| Given entries |
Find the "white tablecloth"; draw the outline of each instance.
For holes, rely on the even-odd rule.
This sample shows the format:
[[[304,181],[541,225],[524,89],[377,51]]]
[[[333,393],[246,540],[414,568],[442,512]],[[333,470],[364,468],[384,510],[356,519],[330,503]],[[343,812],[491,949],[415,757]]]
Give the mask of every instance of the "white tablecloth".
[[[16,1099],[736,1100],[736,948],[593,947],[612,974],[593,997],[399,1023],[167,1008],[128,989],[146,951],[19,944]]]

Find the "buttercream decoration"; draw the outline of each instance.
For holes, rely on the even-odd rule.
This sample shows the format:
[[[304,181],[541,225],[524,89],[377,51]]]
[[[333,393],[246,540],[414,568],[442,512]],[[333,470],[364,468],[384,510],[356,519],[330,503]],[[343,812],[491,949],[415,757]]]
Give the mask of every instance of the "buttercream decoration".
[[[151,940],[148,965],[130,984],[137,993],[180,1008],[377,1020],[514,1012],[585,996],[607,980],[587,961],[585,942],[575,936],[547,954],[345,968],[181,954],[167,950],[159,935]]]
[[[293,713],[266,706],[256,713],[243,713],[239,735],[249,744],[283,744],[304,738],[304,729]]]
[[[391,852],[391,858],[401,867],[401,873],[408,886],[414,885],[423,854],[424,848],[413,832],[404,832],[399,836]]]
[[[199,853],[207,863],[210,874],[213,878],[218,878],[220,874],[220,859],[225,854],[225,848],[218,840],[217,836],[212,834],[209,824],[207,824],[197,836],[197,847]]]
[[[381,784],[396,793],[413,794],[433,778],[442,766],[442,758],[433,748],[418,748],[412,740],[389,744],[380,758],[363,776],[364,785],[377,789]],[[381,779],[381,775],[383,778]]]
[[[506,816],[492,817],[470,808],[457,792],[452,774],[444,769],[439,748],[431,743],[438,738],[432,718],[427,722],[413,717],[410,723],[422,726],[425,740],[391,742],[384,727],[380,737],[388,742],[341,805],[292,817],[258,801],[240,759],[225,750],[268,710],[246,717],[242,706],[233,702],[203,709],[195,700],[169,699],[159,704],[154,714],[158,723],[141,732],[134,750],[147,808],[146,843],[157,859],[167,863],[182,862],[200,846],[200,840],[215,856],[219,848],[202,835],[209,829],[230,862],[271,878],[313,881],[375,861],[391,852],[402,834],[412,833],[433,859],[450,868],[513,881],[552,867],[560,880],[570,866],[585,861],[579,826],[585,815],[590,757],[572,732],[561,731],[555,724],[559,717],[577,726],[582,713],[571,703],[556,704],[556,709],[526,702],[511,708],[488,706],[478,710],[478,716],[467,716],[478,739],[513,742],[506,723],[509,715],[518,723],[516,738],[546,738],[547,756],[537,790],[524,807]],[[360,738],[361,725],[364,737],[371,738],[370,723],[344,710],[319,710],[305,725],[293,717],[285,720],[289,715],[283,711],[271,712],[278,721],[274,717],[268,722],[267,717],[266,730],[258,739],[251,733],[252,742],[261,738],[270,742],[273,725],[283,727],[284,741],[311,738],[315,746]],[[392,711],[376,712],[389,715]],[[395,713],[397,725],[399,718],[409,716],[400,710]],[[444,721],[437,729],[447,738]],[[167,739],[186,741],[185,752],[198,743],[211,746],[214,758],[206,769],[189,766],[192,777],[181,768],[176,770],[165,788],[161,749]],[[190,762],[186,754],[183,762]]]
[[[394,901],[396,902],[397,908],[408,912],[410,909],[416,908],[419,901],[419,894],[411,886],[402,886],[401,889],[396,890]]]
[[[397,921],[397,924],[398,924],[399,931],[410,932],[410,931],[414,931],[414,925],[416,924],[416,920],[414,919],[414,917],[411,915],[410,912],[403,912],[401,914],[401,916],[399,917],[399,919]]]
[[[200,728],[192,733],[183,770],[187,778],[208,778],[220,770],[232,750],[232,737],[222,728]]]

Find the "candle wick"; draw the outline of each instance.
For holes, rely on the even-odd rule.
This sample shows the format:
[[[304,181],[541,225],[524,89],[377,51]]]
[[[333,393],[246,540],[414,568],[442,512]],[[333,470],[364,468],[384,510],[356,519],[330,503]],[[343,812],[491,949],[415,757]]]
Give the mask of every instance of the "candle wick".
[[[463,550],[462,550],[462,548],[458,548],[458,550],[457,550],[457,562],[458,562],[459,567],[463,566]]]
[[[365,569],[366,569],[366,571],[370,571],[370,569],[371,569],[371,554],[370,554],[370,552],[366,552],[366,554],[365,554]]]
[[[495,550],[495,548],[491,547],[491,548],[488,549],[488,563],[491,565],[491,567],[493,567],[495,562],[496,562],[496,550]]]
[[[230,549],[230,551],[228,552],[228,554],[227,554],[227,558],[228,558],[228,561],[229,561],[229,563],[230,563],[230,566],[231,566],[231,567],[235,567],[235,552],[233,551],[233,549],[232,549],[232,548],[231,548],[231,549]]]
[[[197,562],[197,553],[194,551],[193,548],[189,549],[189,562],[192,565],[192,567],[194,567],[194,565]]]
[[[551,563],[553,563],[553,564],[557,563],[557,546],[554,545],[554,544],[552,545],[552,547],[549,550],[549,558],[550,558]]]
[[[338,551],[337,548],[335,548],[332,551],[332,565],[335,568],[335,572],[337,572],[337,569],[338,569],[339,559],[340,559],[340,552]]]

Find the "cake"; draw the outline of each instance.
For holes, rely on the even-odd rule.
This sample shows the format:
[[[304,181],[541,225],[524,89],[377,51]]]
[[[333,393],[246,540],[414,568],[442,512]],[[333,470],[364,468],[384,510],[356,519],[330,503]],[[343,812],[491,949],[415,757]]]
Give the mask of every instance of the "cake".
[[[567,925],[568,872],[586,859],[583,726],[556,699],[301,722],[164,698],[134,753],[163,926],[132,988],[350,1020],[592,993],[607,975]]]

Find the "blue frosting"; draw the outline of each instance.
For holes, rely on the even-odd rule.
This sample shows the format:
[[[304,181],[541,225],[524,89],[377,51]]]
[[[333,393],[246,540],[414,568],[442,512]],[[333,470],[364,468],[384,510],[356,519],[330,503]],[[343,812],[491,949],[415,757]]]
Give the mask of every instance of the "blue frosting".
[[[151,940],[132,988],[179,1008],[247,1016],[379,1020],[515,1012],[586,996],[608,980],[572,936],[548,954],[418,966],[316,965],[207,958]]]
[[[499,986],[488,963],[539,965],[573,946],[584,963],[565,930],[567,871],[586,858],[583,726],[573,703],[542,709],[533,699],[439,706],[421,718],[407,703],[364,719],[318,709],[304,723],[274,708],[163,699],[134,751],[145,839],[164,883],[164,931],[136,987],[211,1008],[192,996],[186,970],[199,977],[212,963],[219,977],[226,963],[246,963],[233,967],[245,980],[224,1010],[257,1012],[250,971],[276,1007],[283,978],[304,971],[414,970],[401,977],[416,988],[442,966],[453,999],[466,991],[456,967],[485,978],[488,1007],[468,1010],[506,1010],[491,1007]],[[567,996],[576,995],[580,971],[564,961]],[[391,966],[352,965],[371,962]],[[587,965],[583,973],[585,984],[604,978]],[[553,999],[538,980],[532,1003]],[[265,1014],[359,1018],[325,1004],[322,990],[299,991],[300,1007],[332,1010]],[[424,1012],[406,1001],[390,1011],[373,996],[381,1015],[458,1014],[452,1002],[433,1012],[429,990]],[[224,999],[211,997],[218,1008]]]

| Prompt |
Print again each line of the listing above, exactly as it appears.

| Output of the exercise |
Find the "white tablecloth"; draw the outline of each instance.
For holes, rely on the even-odd rule.
This sample shows the format:
[[[304,181],[541,225],[524,89],[377,51]]]
[[[333,393],[246,540],[414,568],[442,512]],[[333,470],[364,468],[384,510],[356,519],[330,503]],[[343,812],[491,949],[415,757]]]
Give the mask of every instance of the "white tablecloth".
[[[16,1099],[736,1100],[736,948],[593,947],[612,974],[593,997],[399,1023],[167,1008],[128,989],[146,951],[19,944]]]

Find the "buttercream decoration"; draw the outline of each instance.
For holes, rely on the even-odd rule.
This sample shows the format:
[[[304,181],[541,225],[524,89],[377,51]]]
[[[333,393],[246,540],[414,568],[442,512]],[[333,470],[364,468],[384,510],[356,519],[330,503]],[[343,812],[491,949],[415,757]]]
Give the mask of every instance of the "buttercream decoration".
[[[151,940],[148,965],[130,984],[137,993],[180,1008],[377,1020],[514,1012],[585,996],[607,980],[587,961],[585,942],[575,936],[547,954],[345,968],[181,954],[167,950],[159,935]]]
[[[293,713],[266,706],[256,713],[243,713],[239,735],[249,744],[283,744],[304,738],[304,729]]]
[[[391,852],[391,858],[401,867],[401,873],[408,886],[414,885],[423,854],[424,848],[413,832],[404,832],[399,836]]]
[[[199,853],[207,863],[210,874],[213,878],[218,878],[220,874],[220,859],[225,854],[225,848],[218,840],[217,836],[212,834],[209,824],[207,824],[197,836],[197,847]]]
[[[381,784],[396,793],[413,794],[433,778],[442,766],[442,758],[433,748],[418,748],[412,740],[389,744],[380,758],[363,776],[364,785],[377,789]],[[381,779],[381,775],[383,778]]]
[[[506,816],[492,817],[470,808],[457,792],[452,774],[444,769],[439,748],[431,743],[438,738],[432,718],[427,722],[413,717],[410,723],[422,726],[425,740],[391,742],[384,727],[380,737],[388,742],[341,805],[292,817],[258,801],[240,759],[225,750],[268,710],[246,717],[242,706],[233,702],[203,709],[195,700],[169,699],[159,704],[154,714],[158,723],[141,732],[134,750],[147,808],[146,843],[157,859],[167,863],[182,862],[200,846],[200,840],[215,856],[219,848],[202,835],[209,829],[230,862],[271,878],[313,881],[375,861],[391,852],[402,834],[412,833],[433,859],[450,868],[513,881],[552,867],[560,880],[570,866],[585,861],[579,826],[585,815],[590,757],[572,732],[561,731],[555,724],[559,717],[577,726],[582,713],[571,703],[556,704],[556,709],[526,702],[511,708],[488,706],[478,710],[478,716],[467,716],[478,739],[513,742],[506,723],[509,715],[518,723],[516,738],[546,738],[547,756],[537,790],[524,807]],[[360,738],[361,725],[364,737],[371,738],[370,723],[344,710],[319,710],[305,725],[293,717],[285,720],[289,715],[283,711],[271,712],[278,721],[274,717],[268,722],[267,717],[266,730],[258,739],[251,733],[252,742],[261,738],[270,742],[273,725],[283,727],[284,741],[311,738],[315,746]],[[392,711],[376,712],[389,715]],[[395,713],[397,725],[399,718],[409,716],[400,710]],[[444,721],[437,729],[447,738]],[[167,739],[186,741],[185,752],[198,743],[211,746],[214,758],[206,769],[189,766],[192,777],[181,768],[176,770],[165,788],[161,749]],[[190,762],[186,754],[183,762]]]
[[[394,901],[396,902],[397,908],[408,912],[410,909],[416,908],[419,901],[419,894],[411,886],[402,886],[401,889],[396,890]]]
[[[397,921],[397,924],[398,924],[399,931],[410,932],[410,931],[414,931],[414,925],[416,924],[416,920],[414,919],[414,917],[411,915],[410,912],[403,912],[401,914],[401,916],[399,917],[399,919]]]
[[[200,728],[192,733],[183,770],[187,778],[208,778],[220,770],[232,750],[232,737],[222,728]]]

Find the "candle wick"; draw the outline of each instance.
For holes, rely on the even-odd rule.
This sample shows the format:
[[[304,181],[541,225],[524,89],[377,51]]]
[[[333,393],[246,540],[414,568],[442,512]],[[333,470],[364,468],[384,510],[356,519],[330,503]],[[343,812],[491,949],[415,757]]]
Give the mask of every instance of the "candle wick".
[[[463,550],[462,550],[462,548],[458,548],[458,550],[457,550],[457,562],[458,562],[459,567],[463,566]]]
[[[365,569],[366,569],[366,571],[370,571],[370,569],[371,569],[371,554],[370,554],[370,552],[366,552],[366,554],[365,554]]]
[[[495,550],[495,548],[491,547],[491,548],[488,549],[488,563],[491,565],[491,567],[493,567],[495,562],[496,562],[496,550]]]
[[[230,549],[230,551],[228,552],[228,554],[227,554],[227,558],[228,558],[228,561],[229,561],[229,563],[230,563],[230,566],[231,566],[231,567],[235,567],[235,552],[233,551],[233,549],[232,549],[232,548],[231,548],[231,549]]]
[[[197,562],[197,553],[194,551],[193,548],[189,549],[189,562],[192,565],[192,567],[194,567],[194,565]]]
[[[551,563],[553,563],[553,564],[557,563],[557,546],[554,545],[554,544],[552,545],[552,547],[549,550],[549,558],[550,558]]]
[[[338,551],[337,548],[335,548],[332,551],[332,565],[335,568],[335,572],[337,572],[337,569],[338,569],[339,559],[340,559],[340,552]]]

Find the "cake"; draw the outline of each instance.
For holes, rely on the even-odd rule.
This sample shows the format:
[[[304,181],[541,225],[524,89],[377,51]]]
[[[333,393],[246,540],[414,568],[442,512]],[[333,470],[364,468],[384,510],[356,519],[330,503]],[[343,812],[491,949],[415,757]]]
Give the mask of every instance of the "cake".
[[[567,925],[568,872],[586,859],[583,726],[556,699],[301,722],[164,698],[134,753],[163,926],[132,988],[350,1020],[592,993],[607,975]]]

Find the "blue frosting"; draw the outline of each instance.
For holes, rely on the even-odd rule.
This sample shows the format:
[[[304,181],[541,225],[524,89],[377,51]]]
[[[333,393],[246,540],[414,568],[442,512]],[[333,470],[364,468],[384,510],[356,519],[330,503]],[[343,812],[491,949],[415,757]]]
Give the mask of every instance of the "blue frosting".
[[[151,940],[132,988],[179,1008],[247,1016],[379,1020],[515,1012],[586,996],[608,980],[572,936],[548,954],[418,966],[316,965],[207,958]]]
[[[499,986],[488,963],[539,965],[573,946],[584,963],[565,930],[567,871],[586,858],[583,726],[573,703],[542,709],[533,699],[439,706],[421,718],[407,703],[364,719],[318,709],[304,723],[274,708],[163,699],[134,751],[145,839],[164,883],[164,931],[136,987],[211,1008],[192,996],[186,970],[199,977],[212,963],[219,977],[226,963],[246,963],[233,967],[245,980],[224,1010],[257,1012],[250,971],[276,1007],[283,978],[304,971],[414,970],[401,977],[416,988],[442,966],[453,999],[466,991],[456,967],[485,978],[488,1007],[468,1010],[506,1010],[491,1007]],[[567,996],[576,995],[580,971],[564,961]],[[391,966],[352,965],[371,962]],[[587,965],[583,973],[585,984],[604,978]],[[553,999],[538,980],[532,1003]],[[265,1014],[359,1018],[325,1004],[322,990],[299,991],[300,1007],[332,1010]],[[424,1012],[406,1001],[390,1011],[373,996],[381,1015],[458,1014],[452,1002],[433,1012],[429,990]],[[224,999],[211,997],[218,1008]]]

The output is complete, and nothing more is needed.